* [Working data]:
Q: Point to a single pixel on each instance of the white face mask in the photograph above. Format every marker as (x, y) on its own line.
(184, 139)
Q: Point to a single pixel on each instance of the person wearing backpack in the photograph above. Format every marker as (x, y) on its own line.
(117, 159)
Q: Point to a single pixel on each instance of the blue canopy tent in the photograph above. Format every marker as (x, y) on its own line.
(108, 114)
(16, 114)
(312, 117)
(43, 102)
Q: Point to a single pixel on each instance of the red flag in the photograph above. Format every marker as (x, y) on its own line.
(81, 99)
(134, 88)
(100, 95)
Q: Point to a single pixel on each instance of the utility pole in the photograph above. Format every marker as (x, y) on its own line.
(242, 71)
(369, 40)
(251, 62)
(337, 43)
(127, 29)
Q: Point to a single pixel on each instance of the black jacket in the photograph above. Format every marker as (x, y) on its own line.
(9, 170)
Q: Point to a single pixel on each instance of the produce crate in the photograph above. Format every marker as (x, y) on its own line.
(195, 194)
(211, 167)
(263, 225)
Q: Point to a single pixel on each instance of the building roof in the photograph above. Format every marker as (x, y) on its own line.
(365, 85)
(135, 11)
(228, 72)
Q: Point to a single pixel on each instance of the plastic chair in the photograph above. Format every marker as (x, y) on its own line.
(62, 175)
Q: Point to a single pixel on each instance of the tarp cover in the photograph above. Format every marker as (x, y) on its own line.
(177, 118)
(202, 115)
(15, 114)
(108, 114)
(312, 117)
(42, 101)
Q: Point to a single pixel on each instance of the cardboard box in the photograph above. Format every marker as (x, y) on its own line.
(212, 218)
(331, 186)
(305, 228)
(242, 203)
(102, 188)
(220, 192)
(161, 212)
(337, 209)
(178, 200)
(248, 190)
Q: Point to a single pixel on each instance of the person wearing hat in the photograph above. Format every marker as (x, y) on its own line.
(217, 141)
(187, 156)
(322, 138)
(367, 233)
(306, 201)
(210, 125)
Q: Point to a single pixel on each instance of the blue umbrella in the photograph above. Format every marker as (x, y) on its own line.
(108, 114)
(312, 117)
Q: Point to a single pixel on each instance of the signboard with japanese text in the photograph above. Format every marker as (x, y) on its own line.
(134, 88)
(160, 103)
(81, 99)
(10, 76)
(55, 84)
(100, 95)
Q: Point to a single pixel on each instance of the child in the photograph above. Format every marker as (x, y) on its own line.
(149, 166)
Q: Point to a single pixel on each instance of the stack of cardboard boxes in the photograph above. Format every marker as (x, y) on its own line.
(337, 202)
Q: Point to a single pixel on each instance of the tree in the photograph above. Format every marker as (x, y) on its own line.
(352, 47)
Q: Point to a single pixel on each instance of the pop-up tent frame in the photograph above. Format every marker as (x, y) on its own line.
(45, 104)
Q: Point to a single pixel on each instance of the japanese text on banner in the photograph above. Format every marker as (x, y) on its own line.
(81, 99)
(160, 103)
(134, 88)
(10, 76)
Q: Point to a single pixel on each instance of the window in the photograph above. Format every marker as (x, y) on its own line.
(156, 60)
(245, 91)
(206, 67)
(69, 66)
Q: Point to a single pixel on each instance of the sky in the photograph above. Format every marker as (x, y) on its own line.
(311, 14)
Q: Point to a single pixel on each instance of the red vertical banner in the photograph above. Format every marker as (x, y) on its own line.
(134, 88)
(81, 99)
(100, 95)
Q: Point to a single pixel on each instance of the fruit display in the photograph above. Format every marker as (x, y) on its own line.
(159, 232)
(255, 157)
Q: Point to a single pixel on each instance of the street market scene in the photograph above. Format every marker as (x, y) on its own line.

--

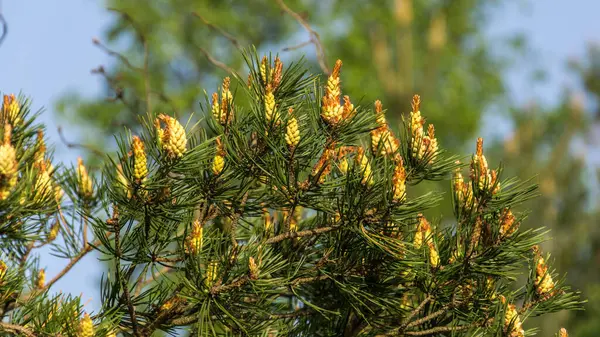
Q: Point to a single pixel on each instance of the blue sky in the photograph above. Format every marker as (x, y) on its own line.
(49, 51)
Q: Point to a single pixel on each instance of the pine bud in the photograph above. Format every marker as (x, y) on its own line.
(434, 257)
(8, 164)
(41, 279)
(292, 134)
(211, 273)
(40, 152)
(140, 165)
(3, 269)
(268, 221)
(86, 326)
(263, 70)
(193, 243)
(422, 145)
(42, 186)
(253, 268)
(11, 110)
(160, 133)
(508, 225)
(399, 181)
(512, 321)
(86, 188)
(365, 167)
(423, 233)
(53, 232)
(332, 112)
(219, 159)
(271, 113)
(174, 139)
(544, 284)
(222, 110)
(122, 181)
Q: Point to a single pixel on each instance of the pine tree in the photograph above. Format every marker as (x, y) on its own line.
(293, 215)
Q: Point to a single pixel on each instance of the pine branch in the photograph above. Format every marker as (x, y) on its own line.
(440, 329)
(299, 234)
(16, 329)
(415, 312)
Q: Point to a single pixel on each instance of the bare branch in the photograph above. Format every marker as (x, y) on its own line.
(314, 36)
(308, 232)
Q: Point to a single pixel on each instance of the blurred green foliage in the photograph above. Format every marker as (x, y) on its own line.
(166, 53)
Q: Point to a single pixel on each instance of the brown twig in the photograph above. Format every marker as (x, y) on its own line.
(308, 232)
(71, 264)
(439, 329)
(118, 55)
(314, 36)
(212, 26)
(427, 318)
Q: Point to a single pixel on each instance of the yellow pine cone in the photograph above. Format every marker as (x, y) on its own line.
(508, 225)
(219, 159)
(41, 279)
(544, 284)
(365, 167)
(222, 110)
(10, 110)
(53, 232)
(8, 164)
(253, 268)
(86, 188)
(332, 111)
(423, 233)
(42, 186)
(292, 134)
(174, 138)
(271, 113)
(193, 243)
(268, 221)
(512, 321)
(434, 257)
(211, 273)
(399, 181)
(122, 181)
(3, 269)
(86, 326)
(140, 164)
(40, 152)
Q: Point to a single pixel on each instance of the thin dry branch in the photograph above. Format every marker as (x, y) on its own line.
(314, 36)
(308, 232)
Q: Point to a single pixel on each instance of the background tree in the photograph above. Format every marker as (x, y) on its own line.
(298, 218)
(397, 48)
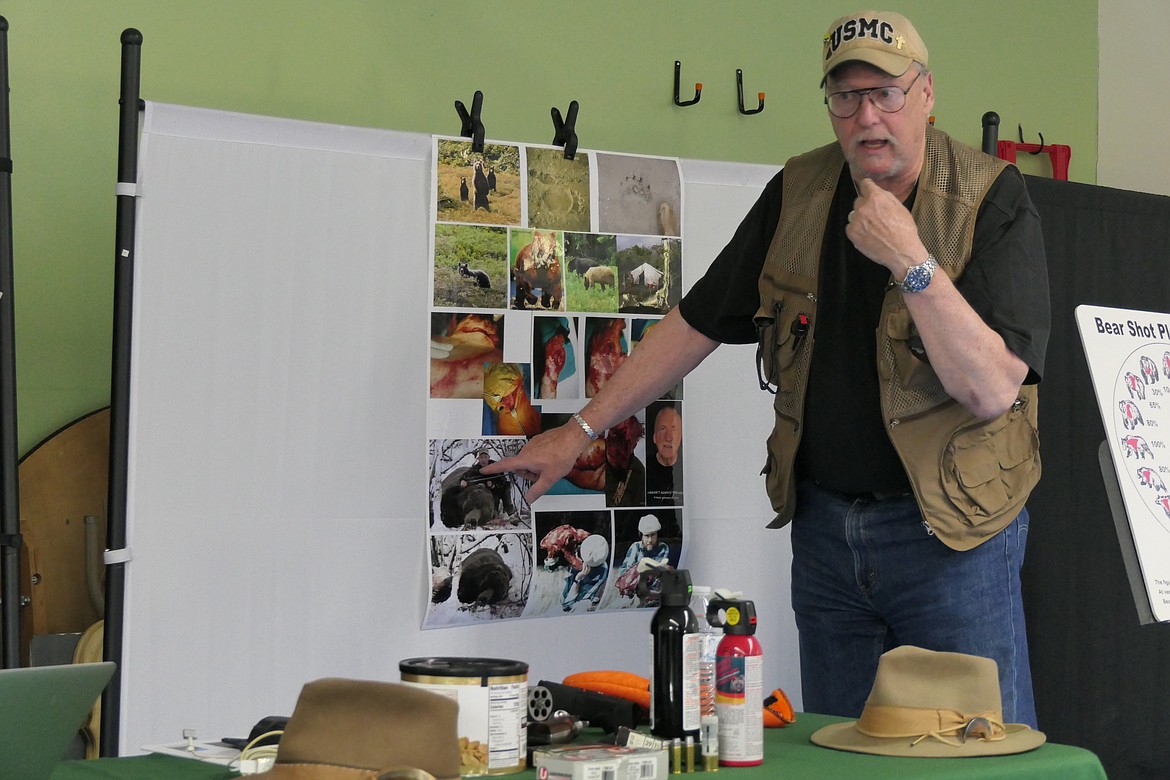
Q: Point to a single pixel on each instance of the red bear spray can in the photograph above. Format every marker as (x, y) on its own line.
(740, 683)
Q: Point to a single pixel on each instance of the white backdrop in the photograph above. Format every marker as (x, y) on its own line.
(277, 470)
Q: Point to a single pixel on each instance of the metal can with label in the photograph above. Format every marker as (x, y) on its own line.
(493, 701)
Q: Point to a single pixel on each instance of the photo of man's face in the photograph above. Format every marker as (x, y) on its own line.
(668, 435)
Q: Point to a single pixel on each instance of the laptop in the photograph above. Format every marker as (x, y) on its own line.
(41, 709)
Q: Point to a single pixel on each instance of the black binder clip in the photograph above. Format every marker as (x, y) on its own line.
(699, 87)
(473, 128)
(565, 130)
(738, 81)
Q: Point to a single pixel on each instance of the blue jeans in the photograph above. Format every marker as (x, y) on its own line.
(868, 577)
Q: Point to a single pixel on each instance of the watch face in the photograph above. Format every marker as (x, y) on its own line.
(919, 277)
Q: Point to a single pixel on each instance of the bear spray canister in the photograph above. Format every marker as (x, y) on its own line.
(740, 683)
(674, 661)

---

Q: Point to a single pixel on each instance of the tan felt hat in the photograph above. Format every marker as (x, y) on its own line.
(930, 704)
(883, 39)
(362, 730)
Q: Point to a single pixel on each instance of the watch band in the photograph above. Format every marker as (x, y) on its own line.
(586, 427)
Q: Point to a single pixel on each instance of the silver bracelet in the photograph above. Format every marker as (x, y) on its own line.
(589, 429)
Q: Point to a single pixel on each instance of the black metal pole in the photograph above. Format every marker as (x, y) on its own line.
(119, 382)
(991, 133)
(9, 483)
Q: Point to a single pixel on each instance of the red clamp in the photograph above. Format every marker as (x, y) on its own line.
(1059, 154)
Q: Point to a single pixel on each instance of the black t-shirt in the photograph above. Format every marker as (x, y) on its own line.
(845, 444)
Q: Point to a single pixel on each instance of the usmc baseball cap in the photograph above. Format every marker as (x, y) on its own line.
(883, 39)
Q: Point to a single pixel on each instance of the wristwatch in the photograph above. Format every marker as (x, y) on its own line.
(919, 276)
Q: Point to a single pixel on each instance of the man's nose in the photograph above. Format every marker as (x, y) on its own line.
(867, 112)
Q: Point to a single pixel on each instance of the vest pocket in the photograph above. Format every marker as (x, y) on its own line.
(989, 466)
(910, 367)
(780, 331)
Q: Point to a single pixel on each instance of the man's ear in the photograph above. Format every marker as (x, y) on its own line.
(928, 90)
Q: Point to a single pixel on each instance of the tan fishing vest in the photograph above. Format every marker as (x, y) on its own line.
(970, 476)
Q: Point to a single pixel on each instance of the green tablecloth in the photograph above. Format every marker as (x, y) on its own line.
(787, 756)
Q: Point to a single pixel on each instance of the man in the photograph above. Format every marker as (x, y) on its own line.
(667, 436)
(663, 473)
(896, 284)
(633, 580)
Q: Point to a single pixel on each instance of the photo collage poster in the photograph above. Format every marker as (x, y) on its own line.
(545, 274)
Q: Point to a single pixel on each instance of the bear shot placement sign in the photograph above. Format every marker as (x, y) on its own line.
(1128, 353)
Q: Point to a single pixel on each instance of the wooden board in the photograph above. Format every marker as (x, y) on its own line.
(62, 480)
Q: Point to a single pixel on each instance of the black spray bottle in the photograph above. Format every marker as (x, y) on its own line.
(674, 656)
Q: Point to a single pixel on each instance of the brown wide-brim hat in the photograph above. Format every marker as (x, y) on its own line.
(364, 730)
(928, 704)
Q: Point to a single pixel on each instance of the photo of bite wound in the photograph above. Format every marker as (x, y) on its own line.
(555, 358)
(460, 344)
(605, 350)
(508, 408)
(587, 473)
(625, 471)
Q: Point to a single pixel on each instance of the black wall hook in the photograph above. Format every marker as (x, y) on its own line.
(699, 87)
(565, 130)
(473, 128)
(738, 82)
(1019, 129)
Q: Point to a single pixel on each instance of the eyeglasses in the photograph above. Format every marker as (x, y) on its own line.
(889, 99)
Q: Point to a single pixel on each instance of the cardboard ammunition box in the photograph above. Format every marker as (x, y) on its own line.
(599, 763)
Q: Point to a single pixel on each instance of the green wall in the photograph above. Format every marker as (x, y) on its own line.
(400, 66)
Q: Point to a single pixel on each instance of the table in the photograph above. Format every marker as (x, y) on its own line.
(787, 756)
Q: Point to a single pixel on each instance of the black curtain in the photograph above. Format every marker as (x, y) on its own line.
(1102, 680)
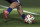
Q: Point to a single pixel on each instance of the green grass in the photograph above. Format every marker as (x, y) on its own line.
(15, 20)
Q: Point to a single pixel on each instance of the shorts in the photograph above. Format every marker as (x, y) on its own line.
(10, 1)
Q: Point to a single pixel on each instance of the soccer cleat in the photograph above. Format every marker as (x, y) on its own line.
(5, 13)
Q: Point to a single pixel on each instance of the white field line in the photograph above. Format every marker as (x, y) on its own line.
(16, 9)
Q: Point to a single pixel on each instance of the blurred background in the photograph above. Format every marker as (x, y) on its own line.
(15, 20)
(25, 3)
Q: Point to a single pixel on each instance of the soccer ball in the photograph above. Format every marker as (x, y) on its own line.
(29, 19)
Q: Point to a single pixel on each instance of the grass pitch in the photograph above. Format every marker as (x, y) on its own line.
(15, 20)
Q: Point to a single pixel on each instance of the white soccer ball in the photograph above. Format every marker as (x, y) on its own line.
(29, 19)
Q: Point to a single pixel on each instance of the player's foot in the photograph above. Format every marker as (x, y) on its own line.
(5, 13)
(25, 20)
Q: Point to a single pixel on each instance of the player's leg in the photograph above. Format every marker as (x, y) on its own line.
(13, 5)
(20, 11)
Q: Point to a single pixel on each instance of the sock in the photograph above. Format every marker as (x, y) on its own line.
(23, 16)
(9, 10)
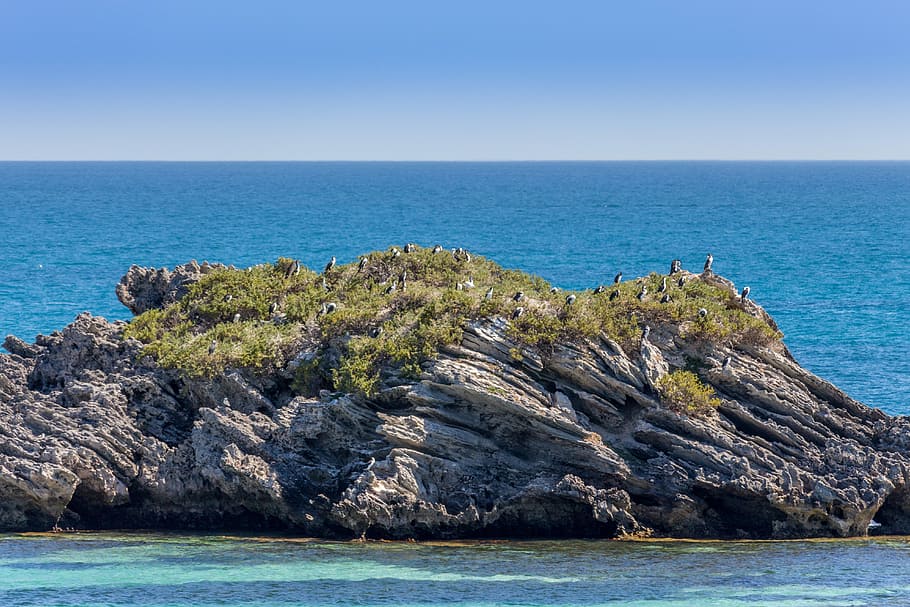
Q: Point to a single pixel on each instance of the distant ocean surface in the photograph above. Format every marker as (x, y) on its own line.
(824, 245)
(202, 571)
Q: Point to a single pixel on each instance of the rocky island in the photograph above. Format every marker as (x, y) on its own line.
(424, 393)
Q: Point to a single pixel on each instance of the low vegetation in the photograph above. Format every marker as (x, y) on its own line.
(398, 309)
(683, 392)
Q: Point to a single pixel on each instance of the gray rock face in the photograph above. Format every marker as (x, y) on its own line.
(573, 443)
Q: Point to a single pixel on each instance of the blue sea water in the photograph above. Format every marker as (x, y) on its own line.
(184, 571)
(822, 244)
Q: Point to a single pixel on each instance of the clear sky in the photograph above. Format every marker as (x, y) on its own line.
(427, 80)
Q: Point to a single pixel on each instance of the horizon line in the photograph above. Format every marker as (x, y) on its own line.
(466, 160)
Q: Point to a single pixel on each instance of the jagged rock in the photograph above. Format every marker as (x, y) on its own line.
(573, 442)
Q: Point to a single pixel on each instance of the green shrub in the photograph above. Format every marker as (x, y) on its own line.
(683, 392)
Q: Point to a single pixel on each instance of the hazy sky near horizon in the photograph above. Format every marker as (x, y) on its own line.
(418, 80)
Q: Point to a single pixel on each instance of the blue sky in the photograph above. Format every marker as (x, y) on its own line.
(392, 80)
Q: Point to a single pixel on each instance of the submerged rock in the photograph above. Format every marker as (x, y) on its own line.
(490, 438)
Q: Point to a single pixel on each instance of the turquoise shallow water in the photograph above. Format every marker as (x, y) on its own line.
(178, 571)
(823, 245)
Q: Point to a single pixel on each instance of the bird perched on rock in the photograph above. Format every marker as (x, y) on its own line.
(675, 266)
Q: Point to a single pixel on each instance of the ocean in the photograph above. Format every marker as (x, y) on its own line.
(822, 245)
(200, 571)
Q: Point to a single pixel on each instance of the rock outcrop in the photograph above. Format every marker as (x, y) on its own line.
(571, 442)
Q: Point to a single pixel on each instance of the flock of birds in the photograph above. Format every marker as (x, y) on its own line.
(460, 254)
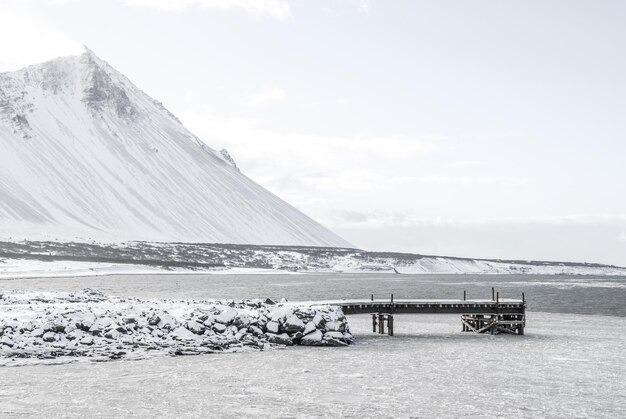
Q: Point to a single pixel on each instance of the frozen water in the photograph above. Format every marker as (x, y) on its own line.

* [Work to do]: Which lines in the items above contain the string "blurred"? Return each of those lines in full.

* [The output]:
Q: Point to a single pixel on each instance of the blurred green foliage in the photograph above. Format every marker as (x, y) on its own line.
Q: Point to a single pixel on each instance of the blurred background in the photograph above. Format every marker as (x, y) on its own line.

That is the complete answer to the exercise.